Document section
________________________
On Aug 7, 7:47 pm, [EMAIL PROTECTED] (Chris Cosner) wrote:
> I've re-read perlref and have been trying to tease an answer out of the
> Perl Cookbook.
>
> If you put a hash reference into an array
>      push @array, \%hash;
> you do not store any actual hash data in the array.
> So if you change the hash, then later pull the hash reference from the
> array and access it, you get changed data.
> If you do this in a loop, you store an array of references to the exact
> same hash, rather than lots of different hashes.
> At least, this seems to be what's happening to me in the pseudo code below:
>
> Question: Is there an efficient way (resembling push @array, \%hash) to
> do this that will work? Or do I need to 'unpack' the hash into key =>
> value notation to truly add the hash as an element in an array?
>
> while ( condition ) {
>      (add data to %address)
________________________
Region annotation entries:
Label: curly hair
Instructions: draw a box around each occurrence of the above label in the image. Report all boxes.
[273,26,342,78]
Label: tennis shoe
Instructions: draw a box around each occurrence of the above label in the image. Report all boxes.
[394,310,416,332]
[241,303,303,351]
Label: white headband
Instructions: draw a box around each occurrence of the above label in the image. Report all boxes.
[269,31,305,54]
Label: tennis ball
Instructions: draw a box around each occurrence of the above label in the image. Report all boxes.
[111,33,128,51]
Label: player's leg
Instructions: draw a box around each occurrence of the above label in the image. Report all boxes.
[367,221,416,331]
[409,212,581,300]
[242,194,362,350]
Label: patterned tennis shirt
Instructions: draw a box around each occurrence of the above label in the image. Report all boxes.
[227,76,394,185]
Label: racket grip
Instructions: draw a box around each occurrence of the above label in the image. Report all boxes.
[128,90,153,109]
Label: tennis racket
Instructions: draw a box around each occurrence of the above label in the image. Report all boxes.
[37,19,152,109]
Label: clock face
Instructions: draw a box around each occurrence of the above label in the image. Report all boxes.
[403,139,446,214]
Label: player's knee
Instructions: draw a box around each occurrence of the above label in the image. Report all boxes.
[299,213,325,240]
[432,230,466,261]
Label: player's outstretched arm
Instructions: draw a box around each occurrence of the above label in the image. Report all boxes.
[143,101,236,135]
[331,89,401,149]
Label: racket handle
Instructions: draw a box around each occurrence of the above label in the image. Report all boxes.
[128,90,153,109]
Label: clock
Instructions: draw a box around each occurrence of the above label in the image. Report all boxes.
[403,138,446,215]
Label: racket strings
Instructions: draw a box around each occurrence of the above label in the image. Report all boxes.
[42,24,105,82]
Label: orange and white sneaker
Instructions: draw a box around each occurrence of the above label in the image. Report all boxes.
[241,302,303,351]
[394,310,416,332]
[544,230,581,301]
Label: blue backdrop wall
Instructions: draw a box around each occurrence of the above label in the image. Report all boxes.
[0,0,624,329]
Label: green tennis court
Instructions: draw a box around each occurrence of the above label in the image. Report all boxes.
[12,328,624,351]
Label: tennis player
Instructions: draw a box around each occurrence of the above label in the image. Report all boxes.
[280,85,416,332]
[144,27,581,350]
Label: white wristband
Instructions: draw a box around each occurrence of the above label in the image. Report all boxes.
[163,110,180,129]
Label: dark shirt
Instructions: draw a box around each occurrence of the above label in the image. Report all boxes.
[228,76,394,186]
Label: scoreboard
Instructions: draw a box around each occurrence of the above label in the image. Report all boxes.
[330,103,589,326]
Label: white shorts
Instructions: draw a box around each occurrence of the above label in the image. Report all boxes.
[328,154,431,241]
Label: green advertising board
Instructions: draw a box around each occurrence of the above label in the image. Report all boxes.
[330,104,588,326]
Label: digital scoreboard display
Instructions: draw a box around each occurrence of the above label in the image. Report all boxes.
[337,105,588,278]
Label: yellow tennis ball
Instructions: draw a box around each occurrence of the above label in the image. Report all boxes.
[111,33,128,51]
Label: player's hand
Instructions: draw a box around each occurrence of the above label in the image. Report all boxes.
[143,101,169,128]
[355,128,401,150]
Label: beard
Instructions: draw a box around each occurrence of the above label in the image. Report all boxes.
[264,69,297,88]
________________________
Problems and tasks
a) In the post about hash references, what do you get if you change the hash and later access the reference pulled from the array?
b) Please transcribe part of the post about hash references, beginning at the words "On Aug 7, 7:47" and stopping after "of different hashes.".

Responses to the exercise
a) You get changed data.

b)
On Aug 7, 7:47 pm, [EMAIL PROTECTED] (Chris Cosner) wrote:
> I've re-read perlref and have been trying to tease an answer out of the
> Perl Cookbook.
>
> If you put a hash reference into an array
>      push @array, \%hash;
> you do not store any actual hash data in the array.
> So if you change the hash, then later pull the hash reference from the
> array and access it, you get changed data.
> If you do this in a loop, you store an array of references to the exact
> same hash, rather than lots of different hashes.